**TEXTE EXTRAIT**
=====
L'âme française se trempe à Bouvines en s'opposant, en construisant un mythe, en célébrant une victoire qui n'est plus seulement celle du roi, mais celle de tout un peuple : « Dans tout le royaume, on n'entend partout qu'un applaudissement ; toute condition, toute fortune, toute profession, tout sexe, tout âge chantent les mêmes rythmes d'allégresse... Les innombrables danses des gens du peuple, les chants suaves des clercs, les sanctuaires parés au-dedans comme au-dehors, les rues, les maisons, les routes, dans tous les villages et dans toutes les villes, tendues de courtines et d'étoles de soie, tapissées de fleurs, d'herbe et de feuillage vert... Ceci se passa sur la route jusqu'à ce qu'on fût arrivé à Paris. Les bourgeois parisiens et par-dessus tout la multitude des étudiants, le clergé et le peuple allaient au-devant du roi, chantant des hymnes et des cantiques... Durant toute la nuit, les cierges ne cessent de briller dans les mains de tout le monde, chassant les ténèbres, de telle sorte que la nuit, se trouvant subitement transformée en jour et resplendissant de tant d'éclats et de lumières, dit aux étoiles et à la lune : Je ne vous dois rien ! Tant le seul amour du roi portait les peuples à se livrer aux transports de leur joie dans tous les villages... »
L'âme de la France naît de cette représentation d'un peuple uni autour de son souverain, de cette fusion de tous et de cette ville capitale, Paris, qui l'exprime.
Ce mouvement magnifié – rêvé pour une bonne part – renforce le pouvoir royal.
Le roi soutient les seigneurs et les moines cisterciens qui ont conduit la croisade contre les terres et les villes opulentes du Languedoc, ces populations converties à l'hérésie cathare.
Simon de Montfort et l'abbé de Cîteaux, Amalric, organisent la conquête, massacrent et pillent (sac de Béziers en 1209).
Le roi d'Aragon, venu au secours de Raymond VI de Toulouse, son vassal, est battu à Muret (1213). Louis, le fils de Philippe Auguste, cueille ces territoires et massacre à son tour (Marmande, 1218).
Roi en 1223, il apportera au royaume de France le Poitou et la Saintonge, La Rochelle et Avignon.
Le royaume de France atteint désormais la Méditerranée.
Le Nord a conquis les peuples du Sud.
=====
**ENREGISTREMENTS CONSERVÉS**
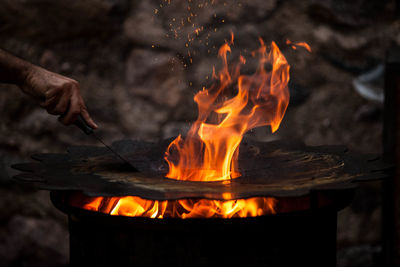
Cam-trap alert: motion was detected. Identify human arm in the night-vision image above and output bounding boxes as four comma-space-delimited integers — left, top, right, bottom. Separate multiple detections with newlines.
0, 49, 97, 129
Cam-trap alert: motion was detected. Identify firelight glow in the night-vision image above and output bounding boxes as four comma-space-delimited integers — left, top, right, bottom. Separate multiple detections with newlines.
69, 34, 309, 219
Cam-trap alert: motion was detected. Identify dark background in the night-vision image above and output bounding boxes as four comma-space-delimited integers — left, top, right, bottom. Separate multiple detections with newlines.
0, 0, 400, 267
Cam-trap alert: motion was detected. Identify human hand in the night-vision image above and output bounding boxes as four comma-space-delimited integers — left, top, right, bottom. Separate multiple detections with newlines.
21, 65, 97, 129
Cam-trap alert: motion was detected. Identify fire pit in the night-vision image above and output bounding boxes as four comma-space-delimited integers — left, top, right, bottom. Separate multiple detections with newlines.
14, 139, 383, 266
11, 34, 383, 266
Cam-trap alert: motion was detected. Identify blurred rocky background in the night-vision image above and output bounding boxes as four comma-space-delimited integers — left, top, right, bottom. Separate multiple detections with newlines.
0, 0, 400, 267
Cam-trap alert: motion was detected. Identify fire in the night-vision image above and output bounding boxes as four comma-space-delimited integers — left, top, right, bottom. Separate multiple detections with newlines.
73, 34, 308, 219
70, 194, 276, 219
165, 34, 290, 182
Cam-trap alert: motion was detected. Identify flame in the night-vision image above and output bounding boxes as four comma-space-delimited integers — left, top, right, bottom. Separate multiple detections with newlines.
165, 34, 290, 182
70, 194, 277, 219
286, 39, 311, 53
69, 33, 300, 219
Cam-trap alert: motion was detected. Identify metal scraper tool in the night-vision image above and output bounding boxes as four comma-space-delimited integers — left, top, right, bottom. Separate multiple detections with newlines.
74, 115, 138, 171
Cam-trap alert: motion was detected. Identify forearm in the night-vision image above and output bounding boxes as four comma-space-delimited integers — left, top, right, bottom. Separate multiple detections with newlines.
0, 49, 33, 85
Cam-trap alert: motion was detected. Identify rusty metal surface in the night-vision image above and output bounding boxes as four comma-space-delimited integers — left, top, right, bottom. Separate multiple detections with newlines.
13, 139, 385, 200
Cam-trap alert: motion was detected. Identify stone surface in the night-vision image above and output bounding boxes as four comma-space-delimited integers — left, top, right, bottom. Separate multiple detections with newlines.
0, 0, 400, 267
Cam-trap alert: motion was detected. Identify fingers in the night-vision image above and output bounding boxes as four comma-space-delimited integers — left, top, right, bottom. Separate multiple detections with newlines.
39, 88, 70, 115
59, 94, 82, 125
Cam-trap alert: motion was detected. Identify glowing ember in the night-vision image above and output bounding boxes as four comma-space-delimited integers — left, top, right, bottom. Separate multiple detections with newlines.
70, 195, 276, 219
165, 35, 290, 181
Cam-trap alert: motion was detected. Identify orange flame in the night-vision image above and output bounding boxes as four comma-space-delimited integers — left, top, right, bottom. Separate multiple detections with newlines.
70, 34, 296, 218
70, 195, 276, 219
286, 39, 311, 53
165, 34, 290, 181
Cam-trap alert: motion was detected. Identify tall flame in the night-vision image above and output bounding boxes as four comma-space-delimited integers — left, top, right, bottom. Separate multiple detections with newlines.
69, 194, 277, 219
165, 35, 290, 181
70, 34, 302, 219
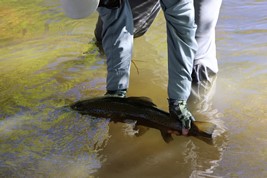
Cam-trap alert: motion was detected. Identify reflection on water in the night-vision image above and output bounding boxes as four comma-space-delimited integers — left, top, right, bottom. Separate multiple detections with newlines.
0, 0, 267, 178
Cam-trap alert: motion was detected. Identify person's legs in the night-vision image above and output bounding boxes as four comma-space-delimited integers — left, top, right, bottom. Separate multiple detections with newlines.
98, 0, 133, 93
161, 0, 197, 101
160, 0, 197, 135
194, 0, 222, 78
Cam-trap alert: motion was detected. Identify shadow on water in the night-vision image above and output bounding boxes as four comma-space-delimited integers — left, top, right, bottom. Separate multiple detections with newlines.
0, 0, 267, 178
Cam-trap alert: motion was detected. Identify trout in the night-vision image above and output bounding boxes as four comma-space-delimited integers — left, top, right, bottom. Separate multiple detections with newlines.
70, 96, 216, 142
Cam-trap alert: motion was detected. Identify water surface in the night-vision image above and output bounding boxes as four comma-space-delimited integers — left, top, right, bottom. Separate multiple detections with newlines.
0, 0, 267, 178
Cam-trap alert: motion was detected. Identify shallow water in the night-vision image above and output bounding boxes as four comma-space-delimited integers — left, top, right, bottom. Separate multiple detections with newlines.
0, 0, 267, 178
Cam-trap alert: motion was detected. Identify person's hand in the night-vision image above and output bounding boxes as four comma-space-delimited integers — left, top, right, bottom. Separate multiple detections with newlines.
169, 99, 195, 135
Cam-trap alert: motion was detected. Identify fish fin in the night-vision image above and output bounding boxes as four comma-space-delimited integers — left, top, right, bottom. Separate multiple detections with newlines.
134, 125, 149, 137
192, 121, 216, 138
160, 130, 173, 143
127, 96, 156, 107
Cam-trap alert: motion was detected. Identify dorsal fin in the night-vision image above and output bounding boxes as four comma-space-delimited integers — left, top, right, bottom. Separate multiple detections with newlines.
127, 96, 156, 107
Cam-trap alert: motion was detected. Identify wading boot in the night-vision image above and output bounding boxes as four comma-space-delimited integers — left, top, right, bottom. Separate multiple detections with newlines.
105, 89, 127, 98
168, 99, 195, 135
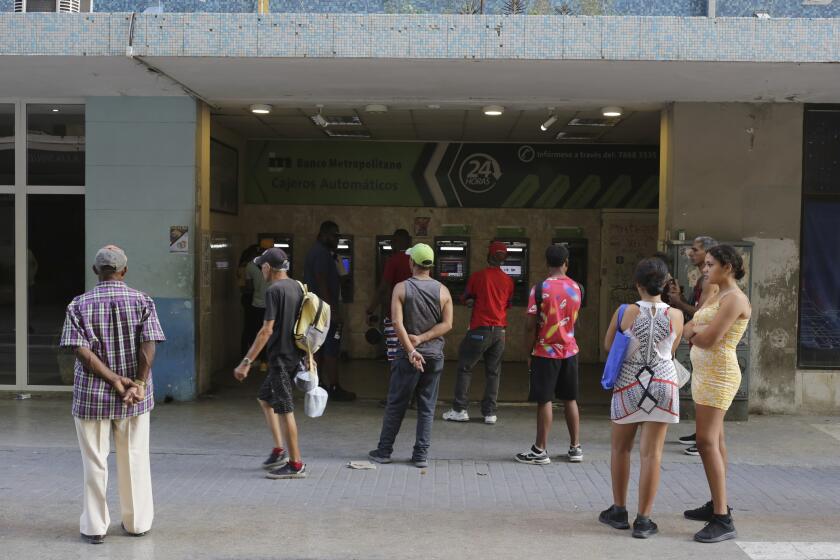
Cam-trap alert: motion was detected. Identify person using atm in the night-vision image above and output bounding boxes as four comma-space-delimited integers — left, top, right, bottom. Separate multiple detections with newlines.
443, 241, 513, 424
367, 229, 412, 362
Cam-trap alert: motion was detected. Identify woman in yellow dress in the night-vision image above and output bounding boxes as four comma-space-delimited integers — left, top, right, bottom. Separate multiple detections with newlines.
683, 245, 752, 543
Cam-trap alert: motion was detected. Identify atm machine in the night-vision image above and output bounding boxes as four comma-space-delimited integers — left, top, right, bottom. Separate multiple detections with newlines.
435, 237, 470, 303
495, 237, 531, 305
335, 234, 354, 303
373, 235, 394, 290
551, 237, 589, 307
257, 233, 295, 276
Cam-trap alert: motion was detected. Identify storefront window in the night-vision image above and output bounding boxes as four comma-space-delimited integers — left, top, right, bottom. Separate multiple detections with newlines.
799, 105, 840, 369
26, 104, 85, 186
26, 195, 86, 385
0, 194, 15, 385
0, 103, 15, 185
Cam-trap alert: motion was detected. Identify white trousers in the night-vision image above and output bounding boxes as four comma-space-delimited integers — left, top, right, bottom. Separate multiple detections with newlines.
74, 413, 155, 535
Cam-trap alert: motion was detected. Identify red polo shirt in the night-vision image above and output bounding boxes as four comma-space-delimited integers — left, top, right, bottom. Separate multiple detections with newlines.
462, 267, 513, 329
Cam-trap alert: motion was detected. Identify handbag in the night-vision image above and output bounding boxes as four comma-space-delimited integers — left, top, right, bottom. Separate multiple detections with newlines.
674, 358, 691, 389
601, 304, 630, 391
303, 387, 329, 418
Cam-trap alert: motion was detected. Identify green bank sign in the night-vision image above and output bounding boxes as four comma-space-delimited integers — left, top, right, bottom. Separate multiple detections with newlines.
245, 141, 659, 208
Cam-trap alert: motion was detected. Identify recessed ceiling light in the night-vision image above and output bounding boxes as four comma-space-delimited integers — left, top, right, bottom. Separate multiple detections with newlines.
540, 115, 557, 132
251, 103, 271, 115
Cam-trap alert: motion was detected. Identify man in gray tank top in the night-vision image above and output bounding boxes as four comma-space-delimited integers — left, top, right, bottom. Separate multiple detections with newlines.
368, 243, 452, 468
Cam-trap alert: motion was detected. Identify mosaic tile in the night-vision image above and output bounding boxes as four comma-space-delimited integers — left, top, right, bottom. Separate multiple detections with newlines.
370, 14, 411, 58
522, 16, 566, 59
563, 16, 603, 60
601, 16, 644, 60
256, 14, 297, 58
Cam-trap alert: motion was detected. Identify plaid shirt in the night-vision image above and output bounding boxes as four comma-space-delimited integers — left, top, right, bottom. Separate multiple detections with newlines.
59, 281, 166, 420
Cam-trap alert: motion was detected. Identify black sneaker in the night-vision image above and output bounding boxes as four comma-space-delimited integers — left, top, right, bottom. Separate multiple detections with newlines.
694, 515, 738, 543
683, 501, 732, 523
368, 449, 393, 465
327, 385, 356, 402
263, 449, 289, 469
679, 434, 697, 445
633, 515, 659, 539
265, 463, 306, 480
79, 533, 105, 544
598, 505, 630, 529
513, 445, 551, 465
120, 523, 152, 537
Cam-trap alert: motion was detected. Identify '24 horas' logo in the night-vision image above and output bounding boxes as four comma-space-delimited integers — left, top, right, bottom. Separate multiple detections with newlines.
458, 153, 502, 194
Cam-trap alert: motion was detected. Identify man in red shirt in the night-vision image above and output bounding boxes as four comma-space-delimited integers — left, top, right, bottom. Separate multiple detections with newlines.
443, 241, 513, 424
367, 229, 412, 362
515, 245, 583, 465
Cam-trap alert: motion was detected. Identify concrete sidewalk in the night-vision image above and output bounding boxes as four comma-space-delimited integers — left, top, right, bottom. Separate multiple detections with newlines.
0, 387, 840, 560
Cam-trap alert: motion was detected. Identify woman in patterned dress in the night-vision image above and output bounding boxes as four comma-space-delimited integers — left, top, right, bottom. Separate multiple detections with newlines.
683, 245, 751, 543
599, 258, 683, 538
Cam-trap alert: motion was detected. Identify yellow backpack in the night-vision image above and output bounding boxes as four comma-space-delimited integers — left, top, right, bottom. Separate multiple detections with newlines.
294, 281, 330, 358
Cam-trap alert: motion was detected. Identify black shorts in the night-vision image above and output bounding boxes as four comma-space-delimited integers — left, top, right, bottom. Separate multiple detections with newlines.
528, 354, 578, 404
257, 366, 295, 414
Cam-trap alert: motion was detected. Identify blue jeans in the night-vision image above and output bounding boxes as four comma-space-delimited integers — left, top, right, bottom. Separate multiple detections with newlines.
379, 356, 443, 459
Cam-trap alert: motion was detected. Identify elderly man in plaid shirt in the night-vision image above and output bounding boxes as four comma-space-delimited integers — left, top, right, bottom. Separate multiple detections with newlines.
60, 245, 166, 544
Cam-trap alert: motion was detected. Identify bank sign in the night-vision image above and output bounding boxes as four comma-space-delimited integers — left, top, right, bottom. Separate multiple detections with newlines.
245, 141, 659, 208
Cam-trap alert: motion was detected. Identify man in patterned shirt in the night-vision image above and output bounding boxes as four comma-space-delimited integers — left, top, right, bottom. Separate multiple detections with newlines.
60, 245, 166, 544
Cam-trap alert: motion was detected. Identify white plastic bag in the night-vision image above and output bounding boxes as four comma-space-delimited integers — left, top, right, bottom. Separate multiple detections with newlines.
295, 369, 318, 393
674, 358, 691, 389
303, 387, 329, 418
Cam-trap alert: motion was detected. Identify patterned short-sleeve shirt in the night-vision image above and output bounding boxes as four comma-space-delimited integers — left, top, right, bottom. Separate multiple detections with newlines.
59, 280, 166, 420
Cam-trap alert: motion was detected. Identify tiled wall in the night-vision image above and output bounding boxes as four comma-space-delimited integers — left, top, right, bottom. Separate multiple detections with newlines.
0, 0, 840, 18
0, 13, 840, 62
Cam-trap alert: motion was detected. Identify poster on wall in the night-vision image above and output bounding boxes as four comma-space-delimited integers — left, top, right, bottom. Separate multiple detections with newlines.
245, 140, 659, 209
210, 139, 239, 214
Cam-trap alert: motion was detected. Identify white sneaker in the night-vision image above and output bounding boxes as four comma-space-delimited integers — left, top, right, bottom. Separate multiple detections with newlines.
443, 408, 470, 422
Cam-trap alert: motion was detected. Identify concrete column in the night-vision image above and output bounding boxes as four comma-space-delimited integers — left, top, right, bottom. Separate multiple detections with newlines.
660, 103, 803, 412
85, 97, 200, 400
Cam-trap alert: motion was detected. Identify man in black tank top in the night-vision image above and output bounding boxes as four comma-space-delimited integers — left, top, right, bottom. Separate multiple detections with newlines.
368, 243, 453, 468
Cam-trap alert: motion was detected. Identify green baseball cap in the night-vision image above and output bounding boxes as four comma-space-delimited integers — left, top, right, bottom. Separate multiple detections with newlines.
406, 243, 435, 267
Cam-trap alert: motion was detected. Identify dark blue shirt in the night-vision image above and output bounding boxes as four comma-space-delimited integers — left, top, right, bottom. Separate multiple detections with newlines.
303, 241, 341, 306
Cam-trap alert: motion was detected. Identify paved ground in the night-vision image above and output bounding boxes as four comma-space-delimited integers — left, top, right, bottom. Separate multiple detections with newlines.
0, 380, 840, 560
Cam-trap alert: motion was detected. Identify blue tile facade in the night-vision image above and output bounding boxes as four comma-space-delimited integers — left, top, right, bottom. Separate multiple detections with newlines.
0, 0, 840, 18
0, 13, 840, 62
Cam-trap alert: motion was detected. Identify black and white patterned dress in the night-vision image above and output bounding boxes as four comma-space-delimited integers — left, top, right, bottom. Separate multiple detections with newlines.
610, 301, 680, 424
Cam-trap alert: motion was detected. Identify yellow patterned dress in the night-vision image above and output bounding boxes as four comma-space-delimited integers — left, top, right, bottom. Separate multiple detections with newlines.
691, 301, 750, 410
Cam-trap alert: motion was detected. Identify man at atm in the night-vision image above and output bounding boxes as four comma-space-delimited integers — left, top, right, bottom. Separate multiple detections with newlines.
443, 241, 513, 424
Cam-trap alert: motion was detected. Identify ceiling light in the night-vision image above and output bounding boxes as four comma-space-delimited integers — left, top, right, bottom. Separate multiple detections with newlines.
251, 103, 271, 115
540, 115, 557, 132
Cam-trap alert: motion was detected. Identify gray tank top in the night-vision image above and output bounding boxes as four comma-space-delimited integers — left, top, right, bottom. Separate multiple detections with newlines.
398, 278, 443, 359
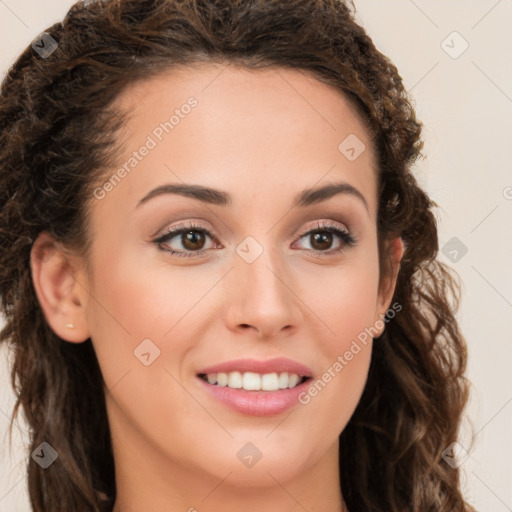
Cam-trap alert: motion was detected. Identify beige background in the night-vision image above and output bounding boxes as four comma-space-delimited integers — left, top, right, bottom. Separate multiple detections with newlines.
0, 0, 512, 512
=====
**PROBLÈMES À RÉSOUDRE**
1. Recopiez fidèlement le passage de l'extrait sur Bouvines qui commence à « Simon de Montfort » et se termine à « tour (Marmande, 1218). ».
2. Rédigez la suite de l'extrait sur Bouvines à partir de sa dernière phrase.
Ces enregistrements proviennent d'une autre source.

**RÉSULTATS PAR TÂCHE**
1.
Simon de Montfort et l'abbé de Cîteaux, Amalric, organisent la conquête, massacrent et pillent (sac de Béziers en 1209).
Le roi d'Aragon, venu au secours de Raymond VI de Toulouse, son vassal, est battu à Muret (1213). Louis, le fils de Philippe Auguste, cueille ces territoires et massacre à son tour (Marmande, 1218).

2.
En 1244, l'hérésie cathare brûle avec Montségur.
L'âme de la France se nourrit aussi de la cruelle violence de l'État.
Le peuple de France – et d'abord celui du Sud – ne l'oubliera pas.
12.
L'enfant de douze ans qui, en 1226, devient le roi Louis IX, sait que son royaume de France est, avec ses 13 millions d'habitants, le plus peuplé, le plus puissant, le plus riche, le plus influent de la chrétienté.
Il a vu son grand-père Philippe Auguste et son père Louis VIII gouverner, repousser et vaincre les Anglais et les Impériaux.
Il est entouré de leurs conseillers, de leurs évêques, de leurs chapelains, et sa mère Blanche de Castille exerce la régence avec autorité.
L'État, avec ses agents, sa monnaie, ses prévôts – le plus important est celui de Paris, qui siège au Châtelet –, a déjà sa vie propre, même quand le roi est un enfant ou bien quand, plus tard, en 1249, Louis IX partira en croisade, sera fait prisonnier et restera hors de France pendant près de cinq années.
Louis dira à ses proches, conseillers, laïques et clercs : « Gardez-vous de croire que le salut de l'Église et de l'État réside en ma personne. Vous êtes vous-mêmes l'État et l'Église ! »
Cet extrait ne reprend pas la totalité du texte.